- Objetivo -
Sume 51 a cada coordenada de las respuestas y reproduzca todas las líneas, sin omitir ninguna, comenzando por la línea que contiene "compact form (233,167)." y continuando hasta el final de los datos, ambos extremos incluidos.
★ ★ ★ ★ ★
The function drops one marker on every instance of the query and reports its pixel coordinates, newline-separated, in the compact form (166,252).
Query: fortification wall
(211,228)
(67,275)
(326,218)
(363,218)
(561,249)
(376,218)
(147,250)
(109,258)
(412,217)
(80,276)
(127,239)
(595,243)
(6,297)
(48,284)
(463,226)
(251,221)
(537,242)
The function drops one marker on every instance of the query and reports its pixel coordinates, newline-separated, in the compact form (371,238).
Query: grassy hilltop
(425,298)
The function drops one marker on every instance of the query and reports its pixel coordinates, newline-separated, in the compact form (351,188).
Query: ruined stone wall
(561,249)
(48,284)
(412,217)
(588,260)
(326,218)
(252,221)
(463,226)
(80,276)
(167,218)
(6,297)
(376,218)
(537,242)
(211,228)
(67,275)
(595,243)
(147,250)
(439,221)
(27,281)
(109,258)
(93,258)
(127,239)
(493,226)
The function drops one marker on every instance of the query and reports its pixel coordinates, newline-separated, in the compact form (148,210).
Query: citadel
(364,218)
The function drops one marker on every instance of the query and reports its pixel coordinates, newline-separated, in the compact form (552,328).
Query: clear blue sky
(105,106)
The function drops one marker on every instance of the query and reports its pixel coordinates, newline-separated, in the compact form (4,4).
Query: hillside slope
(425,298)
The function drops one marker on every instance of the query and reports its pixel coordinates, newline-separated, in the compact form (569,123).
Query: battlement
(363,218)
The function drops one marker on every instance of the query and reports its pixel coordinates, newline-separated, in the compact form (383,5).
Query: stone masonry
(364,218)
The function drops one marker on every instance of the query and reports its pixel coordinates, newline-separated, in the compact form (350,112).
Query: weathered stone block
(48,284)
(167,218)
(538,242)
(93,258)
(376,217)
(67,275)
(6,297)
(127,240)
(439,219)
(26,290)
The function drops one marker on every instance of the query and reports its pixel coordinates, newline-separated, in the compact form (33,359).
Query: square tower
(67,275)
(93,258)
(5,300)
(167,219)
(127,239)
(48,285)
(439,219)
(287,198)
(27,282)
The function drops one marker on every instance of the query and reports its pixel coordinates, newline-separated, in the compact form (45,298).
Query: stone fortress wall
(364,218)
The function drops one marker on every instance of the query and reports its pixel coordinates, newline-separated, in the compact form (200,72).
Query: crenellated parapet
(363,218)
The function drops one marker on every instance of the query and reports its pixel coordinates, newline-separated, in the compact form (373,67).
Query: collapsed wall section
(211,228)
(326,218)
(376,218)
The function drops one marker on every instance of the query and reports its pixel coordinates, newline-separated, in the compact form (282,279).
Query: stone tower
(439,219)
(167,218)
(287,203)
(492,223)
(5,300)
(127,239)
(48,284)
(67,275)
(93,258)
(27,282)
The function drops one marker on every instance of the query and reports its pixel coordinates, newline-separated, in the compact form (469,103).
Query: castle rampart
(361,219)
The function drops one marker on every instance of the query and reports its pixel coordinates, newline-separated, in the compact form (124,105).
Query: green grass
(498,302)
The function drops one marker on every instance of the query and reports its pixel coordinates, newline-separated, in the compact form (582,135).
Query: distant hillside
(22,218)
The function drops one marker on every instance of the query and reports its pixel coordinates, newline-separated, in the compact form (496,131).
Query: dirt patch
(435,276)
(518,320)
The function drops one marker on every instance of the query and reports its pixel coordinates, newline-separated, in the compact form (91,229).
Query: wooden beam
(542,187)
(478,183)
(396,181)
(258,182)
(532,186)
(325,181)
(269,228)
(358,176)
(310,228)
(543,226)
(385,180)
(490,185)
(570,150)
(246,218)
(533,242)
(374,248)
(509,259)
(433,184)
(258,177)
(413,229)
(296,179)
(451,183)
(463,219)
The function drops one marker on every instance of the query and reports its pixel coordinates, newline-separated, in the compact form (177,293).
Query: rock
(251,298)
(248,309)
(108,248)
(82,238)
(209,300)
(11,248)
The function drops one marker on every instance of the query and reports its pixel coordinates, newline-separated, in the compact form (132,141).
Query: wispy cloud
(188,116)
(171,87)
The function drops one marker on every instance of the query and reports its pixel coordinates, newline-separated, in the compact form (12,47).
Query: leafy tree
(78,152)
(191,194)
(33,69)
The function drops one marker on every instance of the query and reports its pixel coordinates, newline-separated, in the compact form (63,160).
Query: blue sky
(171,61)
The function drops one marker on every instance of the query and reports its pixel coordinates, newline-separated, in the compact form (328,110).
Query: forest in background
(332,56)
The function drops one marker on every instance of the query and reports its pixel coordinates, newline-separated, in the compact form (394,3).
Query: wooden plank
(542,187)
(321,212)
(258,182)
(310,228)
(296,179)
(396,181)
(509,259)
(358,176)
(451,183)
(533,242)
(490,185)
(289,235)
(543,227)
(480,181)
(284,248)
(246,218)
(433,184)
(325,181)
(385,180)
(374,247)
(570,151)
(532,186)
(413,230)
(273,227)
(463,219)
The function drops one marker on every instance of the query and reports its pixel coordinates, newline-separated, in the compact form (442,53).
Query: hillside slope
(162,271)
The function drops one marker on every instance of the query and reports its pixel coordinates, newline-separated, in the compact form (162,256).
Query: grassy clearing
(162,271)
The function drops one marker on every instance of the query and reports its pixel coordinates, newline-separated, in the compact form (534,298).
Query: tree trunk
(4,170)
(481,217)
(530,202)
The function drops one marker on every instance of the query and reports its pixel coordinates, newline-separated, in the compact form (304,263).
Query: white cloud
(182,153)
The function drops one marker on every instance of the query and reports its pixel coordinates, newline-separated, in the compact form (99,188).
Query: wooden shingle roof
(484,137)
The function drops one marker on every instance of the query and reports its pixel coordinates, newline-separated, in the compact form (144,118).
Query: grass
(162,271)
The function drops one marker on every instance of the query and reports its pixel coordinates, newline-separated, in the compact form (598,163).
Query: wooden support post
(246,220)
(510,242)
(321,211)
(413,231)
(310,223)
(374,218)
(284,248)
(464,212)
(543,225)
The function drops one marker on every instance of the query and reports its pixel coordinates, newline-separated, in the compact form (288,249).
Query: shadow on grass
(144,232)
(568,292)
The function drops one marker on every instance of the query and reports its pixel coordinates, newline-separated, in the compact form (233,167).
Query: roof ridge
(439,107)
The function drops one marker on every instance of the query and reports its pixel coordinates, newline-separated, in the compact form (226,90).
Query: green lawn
★ ★ ★ ★ ★
- Resultado -
The function drops one marker on every instance of the query and reports its pixel coordinates, newline-separated, in the compact form (233,167).
Query: roof ridge
(490,158)
The function drops one marker on every instance of the query and reports its pixel coordinates, newline-separated, in the compact form (226,90).
Query: green lawn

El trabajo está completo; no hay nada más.